• _Serie di compiti_:
1) Elenca tutti i nomi propri di luogo presenti nel testo sull'intervento russo in Siria, nell'ordine in cui compaiono per la prima volta.
2) Prosegui il testo sull'intervento russo in Siria a partire dall'ultima frase riportata.

• _Selezione_:
------------------------------------

Un anno fa la Russia entrava con tutta la sua forza militare nella guerra siriana. Fino ad allora Mosca aveva aiutato con armi e soldi il regime di Damasco, ma nel settembre del 2015 Assad era in seria difficoltà e aveva bisogno di un aiuto diretto. Il presidente siriano non rischiava di cadere, ma il territorio sotto il suo controllo si stava riducendo. I ribelli erano riusciti ad avanzare persino nella roccaforte della comunità alawita, la stessa della famiglia Assad, la provincia di Latakia, sulla costa mediterranea.
L’intervento massiccio dell’aviazione russa cambiò il corso della guerra siriana. Da allora il regime ha riconquistato i territori strategicamente più importanti. Il confine libanese, la Siria centrale tra Homs e Hama, ha respinto i ribelli che si erano affacciati a nord di Latakia, e soprattutto ha potuto iniziare la campagna per la riconquista di Aleppo, che in queste ultime settimane sta mostrando le peggiori atrocità di questi cinque anni di guerra.

------------------------------------

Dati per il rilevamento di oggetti
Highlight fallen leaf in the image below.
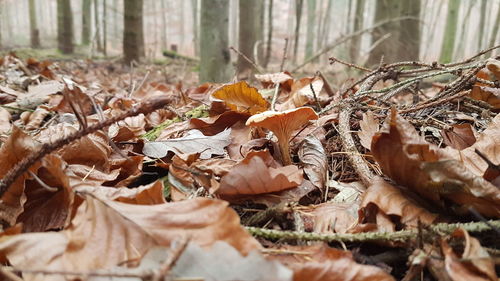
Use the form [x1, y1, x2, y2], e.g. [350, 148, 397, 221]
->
[0, 196, 260, 281]
[298, 136, 328, 189]
[212, 81, 269, 115]
[441, 228, 498, 281]
[216, 151, 302, 195]
[142, 129, 231, 159]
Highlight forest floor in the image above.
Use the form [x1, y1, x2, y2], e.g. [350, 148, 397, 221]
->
[0, 50, 500, 280]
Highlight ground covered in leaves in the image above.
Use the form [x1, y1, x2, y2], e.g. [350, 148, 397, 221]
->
[0, 52, 500, 281]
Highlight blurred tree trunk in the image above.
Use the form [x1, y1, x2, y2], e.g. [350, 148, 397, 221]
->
[304, 0, 316, 59]
[57, 0, 73, 54]
[94, 0, 102, 52]
[29, 0, 40, 49]
[368, 0, 402, 65]
[477, 0, 486, 51]
[439, 0, 460, 63]
[262, 0, 273, 68]
[191, 0, 200, 56]
[102, 0, 108, 56]
[123, 0, 144, 64]
[160, 0, 169, 49]
[293, 0, 304, 63]
[486, 2, 500, 48]
[199, 0, 230, 83]
[349, 0, 365, 62]
[237, 0, 262, 73]
[82, 0, 92, 45]
[368, 0, 420, 65]
[393, 0, 421, 61]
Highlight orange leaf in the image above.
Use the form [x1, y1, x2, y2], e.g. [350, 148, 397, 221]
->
[212, 81, 269, 115]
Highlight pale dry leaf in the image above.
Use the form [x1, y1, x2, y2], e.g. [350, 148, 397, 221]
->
[142, 129, 231, 159]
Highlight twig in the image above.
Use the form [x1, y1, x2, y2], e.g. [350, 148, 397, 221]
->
[0, 96, 171, 201]
[246, 220, 500, 242]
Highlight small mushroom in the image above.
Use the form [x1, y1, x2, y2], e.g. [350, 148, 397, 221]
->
[246, 107, 318, 165]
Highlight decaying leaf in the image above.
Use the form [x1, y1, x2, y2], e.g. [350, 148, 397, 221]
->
[298, 136, 328, 189]
[371, 111, 500, 217]
[142, 129, 231, 159]
[215, 151, 302, 195]
[212, 81, 269, 115]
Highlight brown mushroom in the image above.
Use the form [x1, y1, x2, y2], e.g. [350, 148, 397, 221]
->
[246, 107, 318, 165]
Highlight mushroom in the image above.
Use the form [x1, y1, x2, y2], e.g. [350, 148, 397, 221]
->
[246, 107, 318, 166]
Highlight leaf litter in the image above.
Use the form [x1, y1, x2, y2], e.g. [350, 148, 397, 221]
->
[0, 50, 500, 280]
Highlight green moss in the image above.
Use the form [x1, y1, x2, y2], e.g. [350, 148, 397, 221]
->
[185, 104, 208, 119]
[141, 117, 182, 141]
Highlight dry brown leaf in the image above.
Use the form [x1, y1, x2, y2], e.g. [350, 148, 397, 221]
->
[470, 85, 500, 110]
[0, 126, 40, 225]
[212, 81, 269, 115]
[189, 111, 250, 136]
[358, 111, 379, 149]
[298, 136, 328, 189]
[272, 244, 394, 281]
[0, 196, 260, 281]
[441, 123, 476, 150]
[216, 151, 302, 195]
[441, 228, 498, 281]
[359, 177, 437, 229]
[371, 111, 500, 217]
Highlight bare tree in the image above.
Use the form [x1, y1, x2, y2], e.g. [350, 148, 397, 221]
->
[57, 0, 74, 54]
[123, 0, 144, 63]
[82, 0, 92, 45]
[199, 0, 230, 83]
[29, 0, 40, 48]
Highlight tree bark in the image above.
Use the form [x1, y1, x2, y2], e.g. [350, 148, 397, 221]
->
[94, 0, 102, 52]
[102, 0, 108, 56]
[440, 0, 460, 63]
[57, 0, 73, 54]
[82, 0, 92, 45]
[199, 0, 230, 83]
[305, 0, 316, 59]
[263, 0, 273, 68]
[237, 0, 262, 73]
[191, 0, 199, 56]
[29, 0, 40, 49]
[293, 0, 304, 62]
[349, 0, 365, 62]
[477, 0, 486, 51]
[123, 0, 144, 64]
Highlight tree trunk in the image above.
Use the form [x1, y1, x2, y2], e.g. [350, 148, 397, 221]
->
[191, 0, 200, 56]
[304, 0, 316, 59]
[82, 0, 92, 45]
[487, 1, 500, 48]
[29, 0, 40, 49]
[160, 0, 169, 51]
[57, 0, 73, 54]
[263, 0, 273, 68]
[94, 0, 102, 52]
[123, 0, 144, 64]
[293, 0, 304, 62]
[439, 0, 460, 63]
[397, 0, 420, 61]
[349, 0, 365, 62]
[102, 0, 108, 56]
[199, 0, 230, 83]
[477, 0, 486, 51]
[368, 0, 420, 65]
[237, 0, 262, 73]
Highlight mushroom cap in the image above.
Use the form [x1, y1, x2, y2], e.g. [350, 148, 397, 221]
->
[246, 107, 318, 141]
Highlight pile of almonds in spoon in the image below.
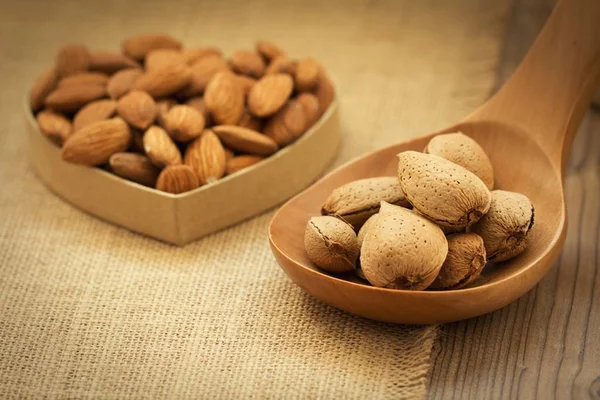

------------------------------------

• _Risultati_:
1) Russia, Mosca, Damasco, Latakia, Siria, Homs, Hama, Aleppo

2)
Nonostante le critiche occidentali, nonostante il tentativo di negoziato con gli Stati Uniti e soprattutto nonostante le tantissime vittime civili Putin non si è fermato. Il Cremlino è convinto che per consolidare il potere di Assad e quindi la sua influenza in Medio Oriente sia indispensabile riprendere Aleppo a ogni costo. Se questo vuol dire sterminare la popolazione civile, bombardare scuole e ospedali, uccidere migliaia di bambini poco importa. Ad Aleppo ci sono i terroristi e le bombe sono l’unico mezzo per fermarli.
Un approccio che in parte ricorda quello usato dalla Russia in Cecenia negli anni ’90. “Ci sono dei punti in comune e anche qualche continuità – ci spiega Marco Buttino, che insegna Storia Contemporanea all’Università di Torino ed è un esperto di Russia e Asia Centrale. Adesso come allora la Russia dice di essere aggredita da dai nemici, in particolare dagli estremisti islamici. Mosca usa questa minaccia, in parte costruita con la sua macchina propagandistica, come strumento di politica interna e come mezzo per consolidare la conquista di territorio, prima all’interno del paese adesso all’esterno, in zone dove Mosca cerca di ridisegnare gli equilibri internazionali”.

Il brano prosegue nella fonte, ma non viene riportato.